§ **Exercise**
Return the full material exactly.

§ **Data extract**
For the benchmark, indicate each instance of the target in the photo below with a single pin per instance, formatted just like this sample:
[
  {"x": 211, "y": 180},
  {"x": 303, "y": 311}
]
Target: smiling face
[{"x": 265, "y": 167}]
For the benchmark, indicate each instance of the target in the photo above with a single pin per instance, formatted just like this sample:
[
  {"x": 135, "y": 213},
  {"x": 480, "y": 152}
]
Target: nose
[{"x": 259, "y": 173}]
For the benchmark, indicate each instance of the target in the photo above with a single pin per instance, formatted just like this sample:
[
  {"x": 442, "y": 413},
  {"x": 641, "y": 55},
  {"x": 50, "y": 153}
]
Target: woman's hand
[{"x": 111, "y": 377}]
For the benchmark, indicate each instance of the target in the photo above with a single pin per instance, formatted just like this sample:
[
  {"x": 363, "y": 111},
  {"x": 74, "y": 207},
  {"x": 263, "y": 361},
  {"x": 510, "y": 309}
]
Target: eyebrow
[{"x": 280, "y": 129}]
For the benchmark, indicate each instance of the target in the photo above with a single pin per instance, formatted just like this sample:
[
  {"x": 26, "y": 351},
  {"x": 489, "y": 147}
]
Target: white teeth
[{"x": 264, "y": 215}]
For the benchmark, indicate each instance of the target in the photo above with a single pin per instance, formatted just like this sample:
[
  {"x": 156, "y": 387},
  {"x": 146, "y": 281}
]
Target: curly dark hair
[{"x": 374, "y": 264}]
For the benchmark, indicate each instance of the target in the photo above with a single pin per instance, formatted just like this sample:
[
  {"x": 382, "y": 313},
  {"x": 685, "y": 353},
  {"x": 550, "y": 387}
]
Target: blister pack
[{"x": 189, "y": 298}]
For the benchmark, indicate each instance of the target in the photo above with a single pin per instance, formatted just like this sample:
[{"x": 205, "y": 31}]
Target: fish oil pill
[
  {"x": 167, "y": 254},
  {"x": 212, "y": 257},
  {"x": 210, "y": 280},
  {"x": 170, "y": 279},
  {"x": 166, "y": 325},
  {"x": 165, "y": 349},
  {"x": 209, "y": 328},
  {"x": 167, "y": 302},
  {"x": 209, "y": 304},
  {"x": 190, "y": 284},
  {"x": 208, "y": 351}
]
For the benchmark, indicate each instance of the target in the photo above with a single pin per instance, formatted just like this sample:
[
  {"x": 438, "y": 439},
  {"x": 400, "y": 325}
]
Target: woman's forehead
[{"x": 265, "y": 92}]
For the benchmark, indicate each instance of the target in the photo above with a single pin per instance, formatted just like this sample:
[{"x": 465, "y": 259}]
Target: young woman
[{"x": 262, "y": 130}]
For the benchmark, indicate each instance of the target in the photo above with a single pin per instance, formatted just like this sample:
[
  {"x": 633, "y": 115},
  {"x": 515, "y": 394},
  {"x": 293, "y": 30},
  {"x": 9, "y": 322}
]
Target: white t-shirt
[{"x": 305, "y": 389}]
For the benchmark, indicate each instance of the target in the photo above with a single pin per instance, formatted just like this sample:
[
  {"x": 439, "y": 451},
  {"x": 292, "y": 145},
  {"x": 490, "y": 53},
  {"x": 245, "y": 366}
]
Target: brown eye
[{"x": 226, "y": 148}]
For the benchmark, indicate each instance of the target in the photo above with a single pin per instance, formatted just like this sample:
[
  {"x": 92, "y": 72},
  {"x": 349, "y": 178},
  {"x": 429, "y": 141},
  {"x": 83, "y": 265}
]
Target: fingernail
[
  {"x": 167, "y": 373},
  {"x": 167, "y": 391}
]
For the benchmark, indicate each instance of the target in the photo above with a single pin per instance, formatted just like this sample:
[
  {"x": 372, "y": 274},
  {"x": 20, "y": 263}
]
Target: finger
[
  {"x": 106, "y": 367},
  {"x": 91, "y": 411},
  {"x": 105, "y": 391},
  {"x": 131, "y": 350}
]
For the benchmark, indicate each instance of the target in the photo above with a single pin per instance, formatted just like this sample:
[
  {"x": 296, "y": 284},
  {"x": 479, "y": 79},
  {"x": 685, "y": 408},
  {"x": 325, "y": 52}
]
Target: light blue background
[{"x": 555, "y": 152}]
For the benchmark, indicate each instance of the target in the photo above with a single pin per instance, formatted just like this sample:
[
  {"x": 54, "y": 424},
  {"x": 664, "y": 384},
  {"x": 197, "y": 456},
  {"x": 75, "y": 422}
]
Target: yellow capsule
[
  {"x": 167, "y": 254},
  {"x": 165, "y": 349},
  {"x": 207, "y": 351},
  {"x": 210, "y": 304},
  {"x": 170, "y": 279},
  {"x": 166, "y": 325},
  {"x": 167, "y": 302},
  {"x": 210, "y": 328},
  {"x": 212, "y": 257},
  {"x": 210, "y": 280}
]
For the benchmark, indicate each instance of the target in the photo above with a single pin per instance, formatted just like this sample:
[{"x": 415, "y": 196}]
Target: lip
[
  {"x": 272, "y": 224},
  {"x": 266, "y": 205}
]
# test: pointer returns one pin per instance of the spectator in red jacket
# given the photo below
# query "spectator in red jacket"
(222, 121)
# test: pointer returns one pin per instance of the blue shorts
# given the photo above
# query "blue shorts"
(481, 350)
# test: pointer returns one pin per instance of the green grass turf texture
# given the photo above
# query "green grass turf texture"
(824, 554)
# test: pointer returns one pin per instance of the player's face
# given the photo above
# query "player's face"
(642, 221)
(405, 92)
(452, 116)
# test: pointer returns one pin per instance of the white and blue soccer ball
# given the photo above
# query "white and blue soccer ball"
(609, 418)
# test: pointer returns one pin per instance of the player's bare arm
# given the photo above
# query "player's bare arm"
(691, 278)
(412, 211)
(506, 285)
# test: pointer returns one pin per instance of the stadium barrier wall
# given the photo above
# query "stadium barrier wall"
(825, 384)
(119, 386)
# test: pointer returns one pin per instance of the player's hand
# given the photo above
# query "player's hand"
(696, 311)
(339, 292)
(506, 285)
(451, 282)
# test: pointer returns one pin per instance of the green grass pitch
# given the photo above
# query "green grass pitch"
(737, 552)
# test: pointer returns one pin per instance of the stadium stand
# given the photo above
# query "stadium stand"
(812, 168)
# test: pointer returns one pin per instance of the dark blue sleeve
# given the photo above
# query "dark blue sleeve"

§ **Response for this exercise**
For the benchmark, indicate each instance of the target in the photo below with a single pin per instance, formatted just like this sample:
[
  {"x": 211, "y": 180},
  {"x": 303, "y": 311}
]
Target: smiling face
[{"x": 265, "y": 167}]
For the benchmark, indicate each instance of the target in the photo above with a single pin per instance, formatted just like this sample:
[
  {"x": 135, "y": 213},
  {"x": 480, "y": 152}
]
Target: nose
[{"x": 259, "y": 173}]
For the benchmark, indicate each instance of the target in the photo above with a single pin per instance, formatted just like this sample:
[
  {"x": 442, "y": 413},
  {"x": 641, "y": 55},
  {"x": 50, "y": 153}
]
Target: woman's hand
[{"x": 111, "y": 377}]
For the benchmark, indicate each instance of the target in the photo above with a single pin per instance, formatted just like this sample:
[
  {"x": 363, "y": 111},
  {"x": 74, "y": 207},
  {"x": 263, "y": 361},
  {"x": 510, "y": 309}
]
Target: eyebrow
[{"x": 280, "y": 129}]
For the benchmark, indicate each instance of the target in the photo above with a single pin per instance, formatted just like this sample:
[
  {"x": 26, "y": 351},
  {"x": 489, "y": 147}
]
Target: white teeth
[{"x": 264, "y": 215}]
For the benchmark, indicate each instance of the target in the photo above with a single pin per instance, formatted just like this sample:
[
  {"x": 156, "y": 387},
  {"x": 146, "y": 281}
]
Target: curly dark hair
[{"x": 374, "y": 264}]
For the benchmark, indicate each instance of the target in the photo above with a single pin per instance, formatted just like this sample:
[
  {"x": 382, "y": 313},
  {"x": 685, "y": 353},
  {"x": 550, "y": 387}
]
Target: blister pack
[{"x": 189, "y": 298}]
For the benchmark, indicate each instance of the target in the photo above with a single pin per instance, formatted just like this sample:
[{"x": 205, "y": 31}]
Target: fish oil pill
[
  {"x": 167, "y": 254},
  {"x": 212, "y": 257},
  {"x": 210, "y": 280},
  {"x": 170, "y": 279},
  {"x": 166, "y": 325},
  {"x": 165, "y": 349},
  {"x": 209, "y": 328},
  {"x": 167, "y": 302},
  {"x": 209, "y": 304},
  {"x": 190, "y": 284},
  {"x": 208, "y": 351}
]
For the benchmark, indicate each instance of the target in the photo above with a single pin per instance, formatted just like this sample:
[
  {"x": 438, "y": 439},
  {"x": 400, "y": 325}
]
Target: woman's forehead
[{"x": 265, "y": 92}]
For the benchmark, indicate each instance of the target in the photo above with a single pin per instance, formatted just like this sample:
[{"x": 465, "y": 259}]
Target: young woman
[{"x": 262, "y": 130}]
For the benchmark, indicate each instance of the target in the photo above with a single pin per instance, formatted just like this sample:
[
  {"x": 633, "y": 115},
  {"x": 515, "y": 394},
  {"x": 293, "y": 30},
  {"x": 9, "y": 322}
]
Target: white t-shirt
[{"x": 305, "y": 389}]
For the benchmark, indicate each instance of the target in the photo above with a single pin per instance, formatted just like this sample:
[
  {"x": 439, "y": 451},
  {"x": 292, "y": 145},
  {"x": 490, "y": 53},
  {"x": 245, "y": 366}
]
Target: brown eye
[{"x": 226, "y": 148}]
For the benchmark, indicate each instance of the target in the photo above with a single pin per instance, formatted just like this sample:
[
  {"x": 92, "y": 72},
  {"x": 349, "y": 178},
  {"x": 429, "y": 141},
  {"x": 83, "y": 265}
]
Target: fingernail
[
  {"x": 167, "y": 373},
  {"x": 167, "y": 391}
]
For the benchmark, indicate each instance of the target in the photo above with a single pin per instance, formatted just like this sample:
[
  {"x": 372, "y": 274},
  {"x": 20, "y": 263}
]
Target: finger
[
  {"x": 106, "y": 367},
  {"x": 91, "y": 411},
  {"x": 105, "y": 391},
  {"x": 131, "y": 350}
]
For the benchmark, indicate each instance of the target in the photo above with a single pin per instance, formatted just like this sample:
[
  {"x": 296, "y": 284},
  {"x": 479, "y": 79},
  {"x": 685, "y": 408},
  {"x": 325, "y": 52}
]
Target: light blue background
[{"x": 555, "y": 152}]
For the benchmark, indicate each instance of the target in the photo above with a single pin per instance, formatted just like this sample:
[
  {"x": 54, "y": 424},
  {"x": 664, "y": 384},
  {"x": 197, "y": 456},
  {"x": 75, "y": 422}
]
Target: yellow capsule
[
  {"x": 167, "y": 254},
  {"x": 165, "y": 349},
  {"x": 207, "y": 351},
  {"x": 210, "y": 304},
  {"x": 170, "y": 279},
  {"x": 166, "y": 325},
  {"x": 167, "y": 302},
  {"x": 210, "y": 328},
  {"x": 212, "y": 257},
  {"x": 210, "y": 280}
]
For the benchmark, indicate each instance of the target in the photo above with a single pin per instance, formatted just like this sample:
[{"x": 415, "y": 196}]
Target: lip
[
  {"x": 272, "y": 224},
  {"x": 266, "y": 205}
]
# test: pointer returns one pin per instance of the spectator in red jacket
# given the photo below
# query "spectator in red jacket"
(222, 121)
# test: pointer returns one pin per instance of the blue shorts
# given the photo above
# query "blue shorts"
(481, 350)
# test: pointer returns one pin per instance of the green grass turf texture
# given the photo above
# query "green grass turf texture"
(824, 554)
# test: pointer returns one pin per instance of the player's face
# given the photo above
# query "player's face"
(642, 221)
(405, 92)
(452, 116)
# test: pointer returns one pin per instance of the white and blue soccer ball
# given the photo above
# query "white and blue soccer ball"
(609, 418)
# test: pointer returns one pin per instance of the player's bare arm
# given the photo above
# query "player's bare arm"
(691, 278)
(412, 211)
(506, 285)
# test: pointer returns one pin per instance of the stadium barrier wall
# given the photo above
# query "stadium barrier wall"
(825, 384)
(119, 386)
# test: pointer returns one pin per instance of the player's hand
# given the photo above
# query "player's hand"
(696, 311)
(339, 292)
(506, 285)
(451, 282)
# test: pointer returns one pin per instance of the green grass pitch
# given the photo above
# query "green grass pitch"
(737, 552)
# test: pointer returns one pin per instance of the stadium stand
# given the photo above
# query "stadium stand"
(812, 168)
# test: pointer returns one pin per instance of the dark blue sleeve
# given the photo above
# query "dark blue sleeve"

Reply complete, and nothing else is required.